BRANO DI PARTENZA
Questo è secondo me un profondo e grave errore di prospettiva, perché si arriva a conclusioni errate o quantomeno troppo semplificate.
Si portano come esempio la Coca Cola ed Internet.
Partendo dalla considerazione che la Coca Cola è bevuta in tutto il mondo e che perfino i monaci tibetani abbiano un Pc con la connessione ad Internet, Baricco, dopo aver esaminato alcuni dati, deduce del tutto arbitrariamente che non è così e che quindi la globalizzazione è un fenomeno del tutto marginale: è vero che la Coca Cola è universalmente conosciuta, ma è anche vero che in America se ne consuma una lattina o più pro capite al giorno, mentre in India quattro in un anno; vero, invece, non è che i monaci tibetani abbiano un computer e ancor più assurdo che si possa anche solo lontanamente pensare che sappiano cosa significhi la parola Internet.

COMPITO DA SVOLGERE
Secondo il brano, quante lattine di Coca Cola si consumano in India in un anno? Le voci non servono per svolgere il compito.

Voci

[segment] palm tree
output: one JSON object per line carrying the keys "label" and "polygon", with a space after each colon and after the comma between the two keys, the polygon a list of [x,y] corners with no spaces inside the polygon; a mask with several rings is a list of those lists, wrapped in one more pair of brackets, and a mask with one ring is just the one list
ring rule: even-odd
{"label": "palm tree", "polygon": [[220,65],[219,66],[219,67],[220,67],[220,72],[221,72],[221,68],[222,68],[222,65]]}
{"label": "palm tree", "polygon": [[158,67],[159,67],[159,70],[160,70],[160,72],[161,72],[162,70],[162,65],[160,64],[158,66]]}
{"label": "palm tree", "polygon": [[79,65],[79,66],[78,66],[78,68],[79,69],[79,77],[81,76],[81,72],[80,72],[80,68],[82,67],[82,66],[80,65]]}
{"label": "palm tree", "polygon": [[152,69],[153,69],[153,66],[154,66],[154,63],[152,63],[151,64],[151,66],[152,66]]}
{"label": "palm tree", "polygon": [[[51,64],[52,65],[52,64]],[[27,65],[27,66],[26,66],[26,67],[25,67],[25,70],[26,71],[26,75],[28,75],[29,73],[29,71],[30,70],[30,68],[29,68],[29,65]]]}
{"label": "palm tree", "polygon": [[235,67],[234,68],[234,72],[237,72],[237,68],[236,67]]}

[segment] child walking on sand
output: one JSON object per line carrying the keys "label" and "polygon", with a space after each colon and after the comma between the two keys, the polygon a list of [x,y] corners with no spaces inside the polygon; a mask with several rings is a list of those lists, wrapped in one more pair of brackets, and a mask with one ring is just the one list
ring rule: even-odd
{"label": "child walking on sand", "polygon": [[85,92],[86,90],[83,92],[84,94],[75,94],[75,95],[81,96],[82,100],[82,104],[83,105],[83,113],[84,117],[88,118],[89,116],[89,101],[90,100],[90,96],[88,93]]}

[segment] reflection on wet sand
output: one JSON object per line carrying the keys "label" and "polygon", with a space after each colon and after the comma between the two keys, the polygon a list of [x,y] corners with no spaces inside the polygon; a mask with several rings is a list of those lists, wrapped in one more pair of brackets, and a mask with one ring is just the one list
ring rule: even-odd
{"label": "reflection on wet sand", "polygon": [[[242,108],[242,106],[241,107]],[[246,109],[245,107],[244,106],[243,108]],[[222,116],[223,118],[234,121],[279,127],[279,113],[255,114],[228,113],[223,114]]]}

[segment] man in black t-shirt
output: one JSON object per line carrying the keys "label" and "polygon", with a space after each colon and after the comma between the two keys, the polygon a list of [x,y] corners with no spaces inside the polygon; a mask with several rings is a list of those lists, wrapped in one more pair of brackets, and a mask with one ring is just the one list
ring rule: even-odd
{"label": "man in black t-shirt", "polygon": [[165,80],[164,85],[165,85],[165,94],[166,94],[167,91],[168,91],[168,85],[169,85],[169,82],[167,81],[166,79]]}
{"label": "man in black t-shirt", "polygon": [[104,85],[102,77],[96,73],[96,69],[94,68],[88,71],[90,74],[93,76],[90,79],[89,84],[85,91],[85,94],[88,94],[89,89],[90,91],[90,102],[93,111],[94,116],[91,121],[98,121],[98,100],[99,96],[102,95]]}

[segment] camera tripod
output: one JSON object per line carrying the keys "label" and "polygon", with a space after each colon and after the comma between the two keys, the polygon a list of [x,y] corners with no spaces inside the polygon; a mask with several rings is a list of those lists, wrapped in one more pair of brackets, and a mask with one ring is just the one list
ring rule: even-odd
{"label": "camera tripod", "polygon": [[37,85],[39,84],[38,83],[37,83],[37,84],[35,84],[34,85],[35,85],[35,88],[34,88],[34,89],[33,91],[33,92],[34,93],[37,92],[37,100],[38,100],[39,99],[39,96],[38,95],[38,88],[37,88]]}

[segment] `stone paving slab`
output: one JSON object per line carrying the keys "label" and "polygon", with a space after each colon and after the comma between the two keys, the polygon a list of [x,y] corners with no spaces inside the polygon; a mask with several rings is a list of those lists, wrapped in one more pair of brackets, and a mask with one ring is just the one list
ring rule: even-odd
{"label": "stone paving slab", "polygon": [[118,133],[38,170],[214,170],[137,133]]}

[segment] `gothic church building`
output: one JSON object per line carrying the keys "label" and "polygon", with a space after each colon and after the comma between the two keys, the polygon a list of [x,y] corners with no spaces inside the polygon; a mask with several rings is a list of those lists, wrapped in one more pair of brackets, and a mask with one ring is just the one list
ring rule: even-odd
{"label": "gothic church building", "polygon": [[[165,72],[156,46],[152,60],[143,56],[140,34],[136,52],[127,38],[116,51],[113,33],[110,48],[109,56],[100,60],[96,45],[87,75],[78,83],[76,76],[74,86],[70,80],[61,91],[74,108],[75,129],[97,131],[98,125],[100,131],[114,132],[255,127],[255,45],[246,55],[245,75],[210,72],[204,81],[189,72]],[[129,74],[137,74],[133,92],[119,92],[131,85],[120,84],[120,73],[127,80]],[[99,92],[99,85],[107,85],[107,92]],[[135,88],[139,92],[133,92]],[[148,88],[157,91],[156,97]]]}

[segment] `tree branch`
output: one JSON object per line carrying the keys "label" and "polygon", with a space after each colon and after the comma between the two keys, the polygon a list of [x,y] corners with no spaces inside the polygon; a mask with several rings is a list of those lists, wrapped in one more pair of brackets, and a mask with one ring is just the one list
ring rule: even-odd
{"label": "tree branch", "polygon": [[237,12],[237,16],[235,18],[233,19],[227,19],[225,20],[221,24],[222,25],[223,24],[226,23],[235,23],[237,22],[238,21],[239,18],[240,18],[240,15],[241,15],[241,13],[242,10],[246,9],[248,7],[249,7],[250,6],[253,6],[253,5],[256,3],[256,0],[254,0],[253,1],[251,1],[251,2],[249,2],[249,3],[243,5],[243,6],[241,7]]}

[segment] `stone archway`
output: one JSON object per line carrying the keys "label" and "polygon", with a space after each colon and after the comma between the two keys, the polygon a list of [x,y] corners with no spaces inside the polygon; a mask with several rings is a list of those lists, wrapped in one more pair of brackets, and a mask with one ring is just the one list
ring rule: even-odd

RISPOSTA
Quattro.